I'm a few years behind here, but:
In 'Edit 4/5/6' of the original post, you are using the construction:
$ /usr/bin/time cat big_file | program_to_benchmark
This is wrong in a couple of different ways:
You're actually timing the execution of
cat, not your benchmark. The 'user' and 'sys' CPU usage displayed by
time are those of
cat, not your benchmarked program. Even worse, the 'real' time is also not necessarily accurate. Depending on the implementation of
cat and of pipelines in your local OS, it is possible that
cat writes a final giant buffer and exits long before the reader process finishes its work.
cat is unnecessary and in fact counterproductive; you're adding moving parts. If you were on a sufficiently old system (i.e. with a single CPU and -- in certain generations of computers -- I/O faster than CPU) -- the mere fact that
cat was running could substantially color the results. You are also subject to whatever input and output buffering and other processing
cat may do. (This would likely earn you a 'Useless Use Of Cat' award if I were Randal Schwartz.
A better construction would be:
$ /usr/bin/time program_to_benchmark < big_file
In this statement it is the shell which opens big_file, passing it to your program (well, actually to
time which then executes your program as a subprocess) as an already-open file descriptor. 100% of the file reading is strictly the responsibility of the program you're trying to benchmark. This gets you a real reading of its performance without spurious complications.

*GIVEN DATA*.
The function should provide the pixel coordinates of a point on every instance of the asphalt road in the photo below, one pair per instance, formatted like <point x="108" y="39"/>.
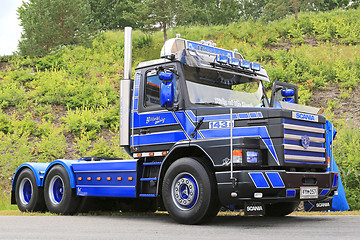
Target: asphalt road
<point x="161" y="226"/>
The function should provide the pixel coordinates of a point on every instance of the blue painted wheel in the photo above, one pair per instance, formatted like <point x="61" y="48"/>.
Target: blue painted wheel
<point x="184" y="191"/>
<point x="189" y="191"/>
<point x="59" y="196"/>
<point x="56" y="189"/>
<point x="25" y="191"/>
<point x="28" y="195"/>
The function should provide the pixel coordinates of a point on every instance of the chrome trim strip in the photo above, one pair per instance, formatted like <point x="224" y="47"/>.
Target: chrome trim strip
<point x="302" y="128"/>
<point x="304" y="158"/>
<point x="299" y="148"/>
<point x="298" y="137"/>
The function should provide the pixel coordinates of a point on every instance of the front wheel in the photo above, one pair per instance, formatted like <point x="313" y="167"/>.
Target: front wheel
<point x="29" y="197"/>
<point x="189" y="192"/>
<point x="280" y="209"/>
<point x="59" y="197"/>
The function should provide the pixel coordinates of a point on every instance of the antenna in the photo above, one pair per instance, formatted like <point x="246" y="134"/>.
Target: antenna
<point x="207" y="16"/>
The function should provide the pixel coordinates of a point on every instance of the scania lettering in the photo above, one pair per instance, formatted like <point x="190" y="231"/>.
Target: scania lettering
<point x="201" y="134"/>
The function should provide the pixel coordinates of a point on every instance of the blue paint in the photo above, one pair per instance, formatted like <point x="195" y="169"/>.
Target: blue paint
<point x="259" y="180"/>
<point x="27" y="191"/>
<point x="260" y="131"/>
<point x="148" y="179"/>
<point x="186" y="124"/>
<point x="152" y="164"/>
<point x="159" y="138"/>
<point x="153" y="119"/>
<point x="300" y="133"/>
<point x="36" y="168"/>
<point x="298" y="143"/>
<point x="147" y="195"/>
<point x="290" y="193"/>
<point x="134" y="104"/>
<point x="324" y="192"/>
<point x="259" y="114"/>
<point x="67" y="164"/>
<point x="303" y="153"/>
<point x="253" y="115"/>
<point x="106" y="191"/>
<point x="244" y="115"/>
<point x="275" y="180"/>
<point x="302" y="123"/>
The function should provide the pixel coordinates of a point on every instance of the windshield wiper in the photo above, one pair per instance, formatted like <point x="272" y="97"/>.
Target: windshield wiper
<point x="209" y="103"/>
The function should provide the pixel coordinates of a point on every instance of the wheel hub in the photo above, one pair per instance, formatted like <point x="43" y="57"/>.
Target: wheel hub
<point x="185" y="191"/>
<point x="25" y="191"/>
<point x="56" y="190"/>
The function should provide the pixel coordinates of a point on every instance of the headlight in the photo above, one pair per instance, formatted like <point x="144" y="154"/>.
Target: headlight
<point x="253" y="157"/>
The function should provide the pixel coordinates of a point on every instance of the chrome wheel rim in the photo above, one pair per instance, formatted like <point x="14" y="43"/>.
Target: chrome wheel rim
<point x="56" y="190"/>
<point x="184" y="191"/>
<point x="25" y="191"/>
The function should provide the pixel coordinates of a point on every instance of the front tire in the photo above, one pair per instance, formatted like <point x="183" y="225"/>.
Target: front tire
<point x="280" y="209"/>
<point x="29" y="197"/>
<point x="189" y="192"/>
<point x="59" y="197"/>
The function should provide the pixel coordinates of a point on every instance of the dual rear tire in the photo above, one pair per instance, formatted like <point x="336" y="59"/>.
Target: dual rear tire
<point x="57" y="195"/>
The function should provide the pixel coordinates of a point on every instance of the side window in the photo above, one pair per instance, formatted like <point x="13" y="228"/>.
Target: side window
<point x="152" y="89"/>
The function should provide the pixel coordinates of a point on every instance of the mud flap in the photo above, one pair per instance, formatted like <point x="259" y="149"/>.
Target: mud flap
<point x="254" y="208"/>
<point x="324" y="205"/>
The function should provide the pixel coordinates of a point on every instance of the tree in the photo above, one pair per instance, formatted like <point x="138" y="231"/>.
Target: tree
<point x="158" y="14"/>
<point x="276" y="9"/>
<point x="51" y="23"/>
<point x="109" y="14"/>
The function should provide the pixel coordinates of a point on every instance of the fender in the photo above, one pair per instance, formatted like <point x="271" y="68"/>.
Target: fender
<point x="172" y="156"/>
<point x="67" y="164"/>
<point x="37" y="168"/>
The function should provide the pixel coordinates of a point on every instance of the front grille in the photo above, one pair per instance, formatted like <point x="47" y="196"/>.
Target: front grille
<point x="297" y="152"/>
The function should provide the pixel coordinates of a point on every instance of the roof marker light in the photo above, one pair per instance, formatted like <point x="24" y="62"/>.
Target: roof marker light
<point x="222" y="59"/>
<point x="234" y="61"/>
<point x="245" y="64"/>
<point x="255" y="66"/>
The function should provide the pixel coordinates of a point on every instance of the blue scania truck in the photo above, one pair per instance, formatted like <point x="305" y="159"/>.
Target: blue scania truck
<point x="202" y="134"/>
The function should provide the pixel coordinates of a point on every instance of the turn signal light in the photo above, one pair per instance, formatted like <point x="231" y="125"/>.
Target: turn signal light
<point x="237" y="156"/>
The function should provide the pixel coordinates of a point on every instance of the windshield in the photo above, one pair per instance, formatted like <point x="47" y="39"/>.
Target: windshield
<point x="210" y="87"/>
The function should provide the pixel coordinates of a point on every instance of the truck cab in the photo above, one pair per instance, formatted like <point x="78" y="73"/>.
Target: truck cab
<point x="203" y="134"/>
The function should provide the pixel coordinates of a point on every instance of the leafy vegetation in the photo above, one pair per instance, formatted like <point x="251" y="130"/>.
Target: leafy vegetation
<point x="65" y="104"/>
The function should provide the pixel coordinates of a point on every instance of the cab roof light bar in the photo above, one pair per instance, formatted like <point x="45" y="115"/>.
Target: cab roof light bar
<point x="234" y="62"/>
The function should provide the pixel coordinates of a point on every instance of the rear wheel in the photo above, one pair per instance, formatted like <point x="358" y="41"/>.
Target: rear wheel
<point x="189" y="192"/>
<point x="29" y="197"/>
<point x="280" y="209"/>
<point x="59" y="197"/>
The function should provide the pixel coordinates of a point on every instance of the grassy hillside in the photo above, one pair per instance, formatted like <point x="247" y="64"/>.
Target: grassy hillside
<point x="65" y="105"/>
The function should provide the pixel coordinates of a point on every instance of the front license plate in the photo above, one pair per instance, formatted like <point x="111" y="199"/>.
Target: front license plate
<point x="308" y="192"/>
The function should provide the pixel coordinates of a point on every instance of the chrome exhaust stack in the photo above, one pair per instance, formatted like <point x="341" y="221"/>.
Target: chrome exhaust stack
<point x="125" y="89"/>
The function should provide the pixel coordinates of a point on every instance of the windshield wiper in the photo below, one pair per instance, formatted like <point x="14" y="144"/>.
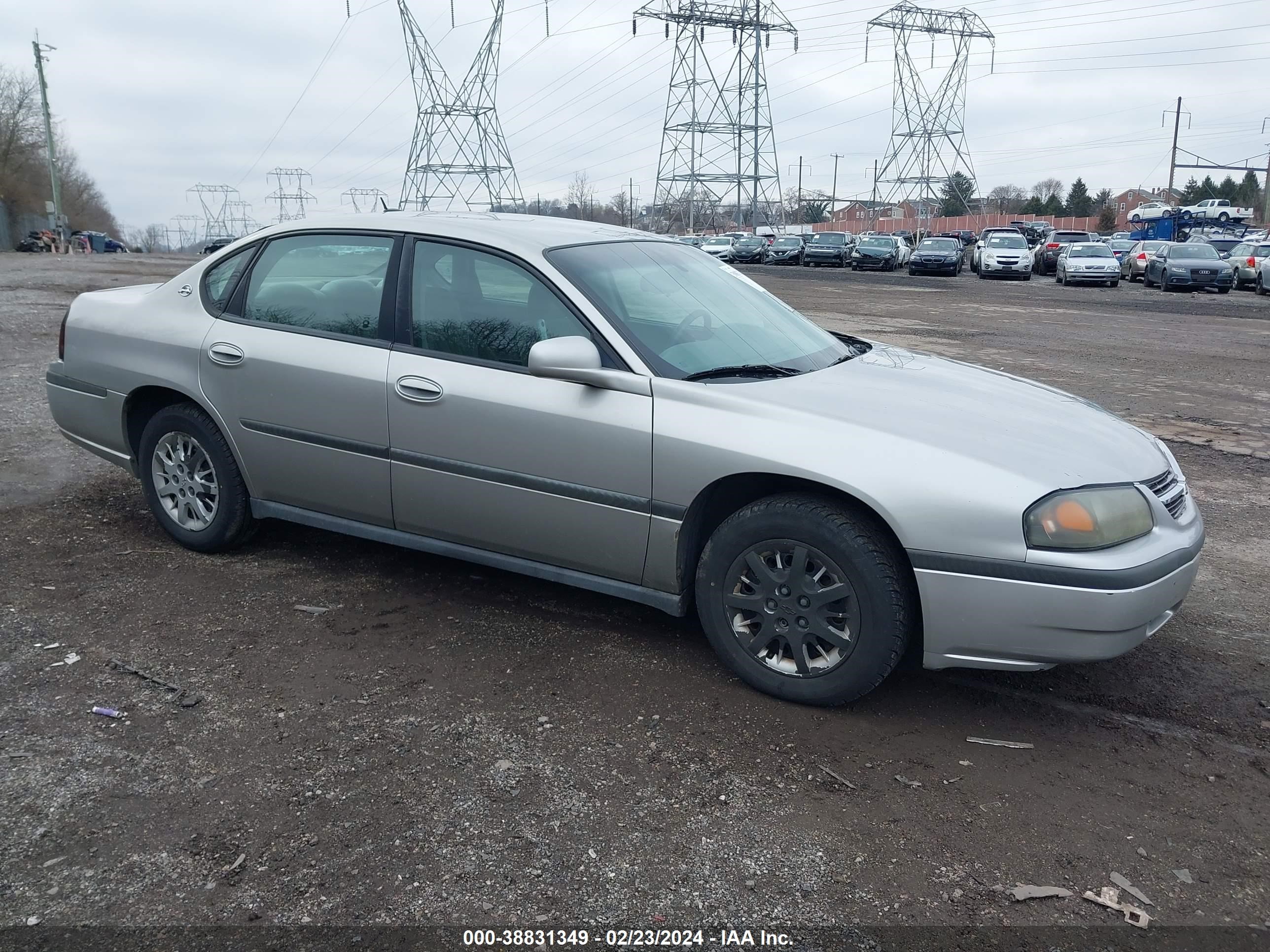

*TASKS TO PERFORM*.
(a) Print, unchanged, the part of the post on benchmarking with cat that opens with the words containing "I'm a few years" and closes with "finishes its work.".
(b) How many lines in the rows contain the string "leafy", with case counting? Give only the number.

*SOLUTIONS TO THE TASKS*.
(a)
I'm a few years behind here, but:
In 'Edit 4/5/6' of the original post, you are using the construction:
$ /usr/bin/time cat big_file | program_to_benchmark
This is wrong in a couple of different ways:
You're actually timing the execution of
cat, not your benchmark. The 'user' and 'sys' CPU usage displayed by
time are those of
cat, not your benchmarked program. Even worse, the 'real' time is also not necessarily accurate. Depending on the implementation of
cat and of pipelines in your local OS, it is possible that
cat writes a final giant buffer and exits long before the reader process finishes its work.

(b) 2